------ Provided data ------

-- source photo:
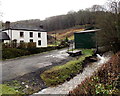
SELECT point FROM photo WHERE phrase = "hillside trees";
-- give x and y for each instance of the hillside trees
(109, 22)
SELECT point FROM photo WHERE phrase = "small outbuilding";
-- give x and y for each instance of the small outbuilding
(85, 39)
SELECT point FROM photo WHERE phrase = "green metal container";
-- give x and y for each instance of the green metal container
(85, 39)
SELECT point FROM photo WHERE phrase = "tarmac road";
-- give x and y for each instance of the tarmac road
(20, 66)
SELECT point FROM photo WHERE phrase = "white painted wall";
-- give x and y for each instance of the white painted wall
(26, 38)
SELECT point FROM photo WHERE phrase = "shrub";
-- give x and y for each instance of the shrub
(104, 83)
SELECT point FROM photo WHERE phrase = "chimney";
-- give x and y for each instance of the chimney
(7, 24)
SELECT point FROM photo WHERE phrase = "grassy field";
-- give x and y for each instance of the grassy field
(59, 74)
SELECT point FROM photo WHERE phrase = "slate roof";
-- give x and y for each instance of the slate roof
(87, 31)
(4, 36)
(26, 29)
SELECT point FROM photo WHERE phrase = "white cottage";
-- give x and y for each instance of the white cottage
(39, 36)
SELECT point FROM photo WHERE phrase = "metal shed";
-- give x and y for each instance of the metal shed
(85, 39)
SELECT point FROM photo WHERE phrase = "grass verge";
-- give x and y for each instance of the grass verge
(105, 82)
(7, 91)
(59, 74)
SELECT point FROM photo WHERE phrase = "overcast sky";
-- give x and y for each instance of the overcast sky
(15, 10)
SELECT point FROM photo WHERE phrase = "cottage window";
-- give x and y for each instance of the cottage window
(21, 34)
(31, 40)
(31, 34)
(39, 35)
(39, 42)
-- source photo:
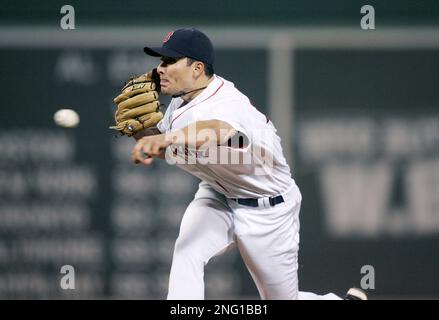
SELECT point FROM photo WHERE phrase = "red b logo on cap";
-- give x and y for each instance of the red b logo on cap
(165, 39)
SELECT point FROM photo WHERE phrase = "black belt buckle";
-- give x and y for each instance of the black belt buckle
(254, 202)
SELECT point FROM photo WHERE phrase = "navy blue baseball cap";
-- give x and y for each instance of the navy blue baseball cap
(186, 42)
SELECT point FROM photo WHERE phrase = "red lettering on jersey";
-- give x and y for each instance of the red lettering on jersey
(165, 39)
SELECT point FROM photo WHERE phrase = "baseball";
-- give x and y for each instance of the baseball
(66, 118)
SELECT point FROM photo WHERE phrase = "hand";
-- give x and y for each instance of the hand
(149, 147)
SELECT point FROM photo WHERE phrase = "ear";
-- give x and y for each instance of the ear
(198, 68)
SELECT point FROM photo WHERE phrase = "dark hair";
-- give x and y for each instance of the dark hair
(208, 68)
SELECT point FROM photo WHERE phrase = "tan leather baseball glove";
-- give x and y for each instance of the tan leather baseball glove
(138, 105)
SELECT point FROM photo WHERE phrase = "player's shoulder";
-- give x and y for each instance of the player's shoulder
(229, 91)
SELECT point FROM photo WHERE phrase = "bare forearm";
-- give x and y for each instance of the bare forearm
(202, 133)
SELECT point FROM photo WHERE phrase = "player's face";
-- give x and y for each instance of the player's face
(175, 75)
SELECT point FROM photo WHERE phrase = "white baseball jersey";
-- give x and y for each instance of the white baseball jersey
(268, 174)
(266, 236)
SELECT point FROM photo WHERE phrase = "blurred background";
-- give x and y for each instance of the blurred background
(357, 111)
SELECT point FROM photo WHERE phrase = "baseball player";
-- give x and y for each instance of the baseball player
(246, 197)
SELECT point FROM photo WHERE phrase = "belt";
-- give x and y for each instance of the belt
(253, 202)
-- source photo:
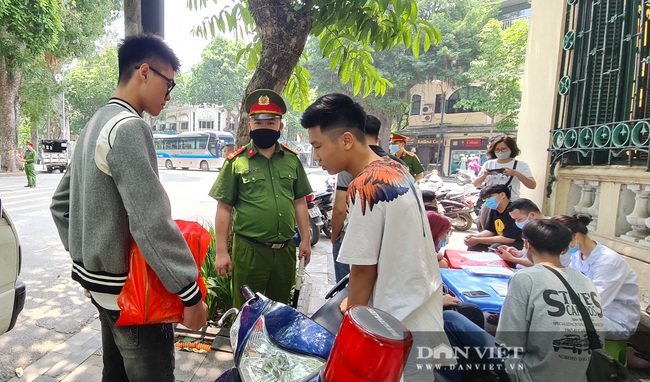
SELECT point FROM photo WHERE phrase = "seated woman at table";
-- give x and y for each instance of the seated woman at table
(523, 211)
(615, 281)
(538, 318)
(500, 228)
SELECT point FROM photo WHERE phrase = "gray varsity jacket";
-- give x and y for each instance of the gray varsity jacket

------

● **Work to be completed**:
So that the copy stays exact, reproduce each record word for word and leave its images out.

● **Solution below**:
-- source photo:
SELECT point FROM photo WHERE phrase = "hillside trees";
-- give x and y for each instance of the hillside trees
(109, 22)
SELECT point FROM photo WHERE phrase = "small outbuilding";
-- give x and y for each instance of the small outbuilding
(85, 39)
SELECT point FROM photo WHERE phrase = "green metal container";
-- give x and y for each instance of the green metal container
(85, 39)
SELECT point FROM photo WHERE phrase = "tarmac road";
-- give x and y for each instance of the tarmac road
(20, 66)
SELECT point FROM photo WHERE phrase = "white painted wall";
-- give x and y for each instance of the white painted wall
(26, 38)
SELECT point FROM photo WHERE phrase = "shrub";
-- give x and y for each instance of the shrub
(104, 83)
SELECT point FROM photo WHERE phrase = "chimney";
-- give x and y for each instance of the chimney
(7, 24)
SELECT point FROM photo WHERE phrase = "grassy field";
-- give x and y for each instance of the grassy field
(59, 74)
SELECT point FROM photo WHERE phrase = "slate roof";
-- give x and y for each instance of the slate roof
(87, 31)
(4, 36)
(26, 29)
SELECT point FROM photo WHERE phrase = "white cottage";
-- give x and y for each instance of the white cottage
(39, 36)
SELECT point FROM photo WHERE phrase = "metal shed";
-- give x and y for each instance of the metal shed
(85, 39)
SELECT point FROM photo WHERE phrase = "grass verge";
-- give x and y for each instance of the grass verge
(105, 82)
(7, 91)
(59, 74)
SELECT point FROM photo WHERE phrase = "overcast sky";
-- give x and y for each instance of the overcast sky
(15, 10)
SELECT point FROM photo WHERE phrase = "cottage window";
-- give x and y for each instance of the cottage window
(21, 34)
(31, 40)
(31, 34)
(39, 35)
(39, 42)
-- source photo:
SELECT point FROM photo WHERE phrase = "red b logo on cap";
-- give x and y for each instance of the red b logo on cap
(165, 39)
SELECT point FROM photo WHERE phrase = "black belt buckle";
-- give x and y for each instance of the black belt buckle
(254, 202)
SELECT point FROM photo WHERE phrase = "navy blue baseball cap";
-- give x and y for each instance of the navy blue baseball cap
(186, 42)
SELECT point FROM photo WHERE phrase = "red lettering on jersey";
-- give x and y for each instance of the red lettering on jersey
(165, 39)
SELECT point FROM photo WHERE phrase = "baseball";
-- give x and y for each instance of the baseball
(66, 118)
SELECT point FROM photo WHERE phrase = "hand";
-- give x and y for each instance of the hand
(149, 147)
SELECT point FROM photo WHERE phrase = "ear";
-- give x and y for each instance of the ear
(198, 68)
SELECT point FROM photo WHERE phrase = "dark hair";
-- give x and y for each instance of the dark hair
(208, 68)
SELECT point FROM photo WHERE phrase = "tan leather baseball glove";
-- give x and y for each instance of the tan leather baseball glove
(138, 105)
SELECT point FROM photo WHERE phrase = "player's shoulder";
-- give x and y for each instance of the player's shoulder
(229, 91)
SELECT point FROM photo WHERE phrase = "bare forearm";
-- give x and y for each instance of the bare forearm
(202, 133)
SELECT point FROM photo WHERE phrase = "player's face";
-- give x and y for each instance of the player's face
(175, 75)
SELECT point FROM photo WHERE phrase = "white baseball jersey";
-- give x and y for each instance of the white baseball jersey
(268, 174)
(266, 236)
SELECT point FROM photo WHERE phrase = "blurred background";
-- give x and y for each instance of the blurred background
(357, 111)
SELECT point FROM photo WHERE phrase = "baseball player";
-- give x and y for each instance of the baseball player
(246, 197)
SELECT point FROM photo WHERE phrase = "belt";
-- give x and y for each instance of the belt
(253, 202)
-- source photo:
SELECT point FROM photo WHERE phrase = "seated woman at table";
-- give x and y for each instance of the seated woman at table
(523, 211)
(615, 281)
(538, 318)
(500, 228)
SELECT point FROM photo WHERE phrase = "gray varsity jacket";
-- give x and y for each instance of the gray varsity jacket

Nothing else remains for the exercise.